▸ SELECTED EXCERPT
OpenAI CEO Sam Altman suggested that a government agency should be formed to oversee AI safety.
Such an agency could give licenses to companies for advanced AI work — and revoke them.
Altman made the comments on Tuesday at his first appearance before Congress.
OpenAI CEO Sam Altman told a Senate panel on Tuesday that there should be an agency to police AI projects that operate "above a certain scale of capabilities."
He told lawmakers on a Judiciary subcommittee panel that such an agency should be able to grant licenses for advanced AI work — and be able to take them away if those companies run afoul of established safety rules.
The agency could operate possibly like the Nuclear Regulatory Commission, which licenses nuclear power plants and strictly oversees their use, a senator suggested. Altman agreed.
Altman suggested the idea of new agency oversight in response to a question posed by Republican Sen. John Kennedy of Louisiana, who'd brought up a potential scenario involving "a berserk wing of the artificial intelligence community that intentionally or unintentionally could use artificial intelligence to kill all of us and hurt us."

▸ DATA EXCERPT
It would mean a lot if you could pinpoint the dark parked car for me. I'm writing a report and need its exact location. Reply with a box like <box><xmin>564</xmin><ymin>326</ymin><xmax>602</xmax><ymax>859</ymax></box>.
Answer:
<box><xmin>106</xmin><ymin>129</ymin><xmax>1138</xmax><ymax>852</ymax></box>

▸ REQUIRED TASKS
- a) In the article on Altman's Senate testimony, transcribe everything from "OpenAI CEO Sam Altman told" down to "established safety rules.".
- b) Answer these questions from the article on Altman's Senate testimony:
(i) Which existing body did a senator suggest the new agency could operate like?
(ii) Which state does Sen. John Kennedy represent?
(iii) What kind of subcommittee held the panel Altman spoke to?

▸ SOLUTIONS FOR EACH TASK
- a)
OpenAI CEO Sam Altman told a Senate panel on Tuesday that there should be an agency to police AI projects that operate "above a certain scale of capabilities."
He told lawmakers on a Judiciary subcommittee panel that such an agency should be able to grant licenses for advanced AI work — and be able to take them away if those companies run afoul of established safety rules.

- b)
(i) The Nuclear Regulatory Commission.
(ii) Louisiana.
(iii) A Judiciary subcommittee.